AT A GLANCE: Holds Ph.D. in genetics from Cambridge University, undergraduate biochemistry degree from Oxford University. Began working for EBI in January, running the Ensembl project. Enjoys running and cooking.
Q: Where will bioinformatics be in five years? Ten years?
A: I suspect part of bioinformatics will just disappear into general research biology, much as molecular biology has. Gathering datasets, manipulating and interpreting them will become part of everyday life. But on top of that I see the field still growing and probably merging with other “informatics” fields, such as econometrics or aspects of social studies. Bioinformatics is the best example in my mind of “applied computer science” and I think we will be leading this field for a while.
Q: What are the biggest challenges bioinformatics must overcome?
A: There are many: Large data sets, complex data sets, heterogeneous data sets. Different parts of bioinformatics stretch different aspects. Storage, compute resource, algorithmic ability or simple, straightforward software engineering are all problems for some areas. Undoubtedly the biggest problem is getting skilled people into the field. It is not about bringing in biologists or computer scientists any more; it is about training real bioinformaticists, regardless of their background.
Q: What hardware do you use?
A: At the Hinxton campus (where both the Sanger Center and European Bioinformatics Institute are) there is mixture of Compaq Alpha, SGI, Sun Microsystems, and Linux boxes. The largest compute and storage systems are built from Compaq Alphas, but we have a number of cost effective Linux farms as well.
Q: Which databases do you use? Public, proprietary or third party.
A: Being one of the main international sites for databases, the EBI hosts a large number of public domain content databases. These are managed in a variety of implementations: Oracle for the large, primary archive databases, such as the European Molecular Biology Laboratory data library, which has been stably managed at the EBI now for over a decade. SRS plays a role for managing smaller databases. Inside Ensembl we use the open source RDB MySQL heavily. MySQL for us handles the throughput well, is easy to administer and can run on laptops, giving everyone a development environment they can take home. I wouldn’t use MySQL for everything however—its lack of transactions and foreign key restraints would scare someone concerned about watertight data integrity. I expect MySQL to improve steadily over the next couple of years in this data integrity area with the announcement that MySQL is being re-licensed under the GNU Public License.

▶ _About this task_:
Write the next part of the bioinformatics interview, picking up right after its last answer. The material after the bioinformatics interview comes from a separate source.

▶ _Listed records_:
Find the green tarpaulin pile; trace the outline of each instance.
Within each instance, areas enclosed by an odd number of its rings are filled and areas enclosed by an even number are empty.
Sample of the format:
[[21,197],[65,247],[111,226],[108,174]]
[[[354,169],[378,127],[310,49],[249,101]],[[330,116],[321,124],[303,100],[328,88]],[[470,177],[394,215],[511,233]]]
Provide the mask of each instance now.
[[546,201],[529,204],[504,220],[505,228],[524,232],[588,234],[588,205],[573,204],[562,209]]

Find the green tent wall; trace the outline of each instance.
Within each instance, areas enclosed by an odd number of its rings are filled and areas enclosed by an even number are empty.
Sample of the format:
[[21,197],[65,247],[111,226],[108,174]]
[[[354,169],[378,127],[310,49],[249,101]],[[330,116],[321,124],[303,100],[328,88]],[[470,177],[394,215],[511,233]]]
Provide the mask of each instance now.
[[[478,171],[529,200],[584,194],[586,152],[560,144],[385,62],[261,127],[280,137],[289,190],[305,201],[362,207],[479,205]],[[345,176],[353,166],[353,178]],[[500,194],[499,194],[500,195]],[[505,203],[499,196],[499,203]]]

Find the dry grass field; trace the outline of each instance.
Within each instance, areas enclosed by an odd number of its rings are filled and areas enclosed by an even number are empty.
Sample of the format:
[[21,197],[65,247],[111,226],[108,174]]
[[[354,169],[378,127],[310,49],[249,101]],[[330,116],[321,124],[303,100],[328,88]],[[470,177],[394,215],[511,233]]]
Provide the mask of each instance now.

▶ _Reply to the exercise_:
Q: What bioinformatics software do you use? Do you use in-house developed or third party software?
A: I use a lot of open source bioinformatics software. Open source software is a great fit to bioinformatics as it is hard to provide “one size fits all” software for bioinformatics, and in any case, the real value is in the data, not the software. Ensembl is a big Perl system at the moment, and sits on top of Bioperl as a base level bioinformatics library. We are planning to transition over to Java, again using the open source BioJava project as our base level library. Ensembl itself uses many pieces of academic software, such as Genscan, Est2Genome and GeneWise.
Q: How do you integrate your data?
A: With hard work and good algorithms! There is no magic bullet for data integration, just understanding and sweat.
Q: How large is your bioinformatics staff? Is the organization hiring additional bioinformatics staff?
A: I think the Hinxton campus has the largest number of bioinformatics staff anywhere in the world, with upwards of 200 people doing bioinformatics as a central part of their work. Ensembl is growing as well.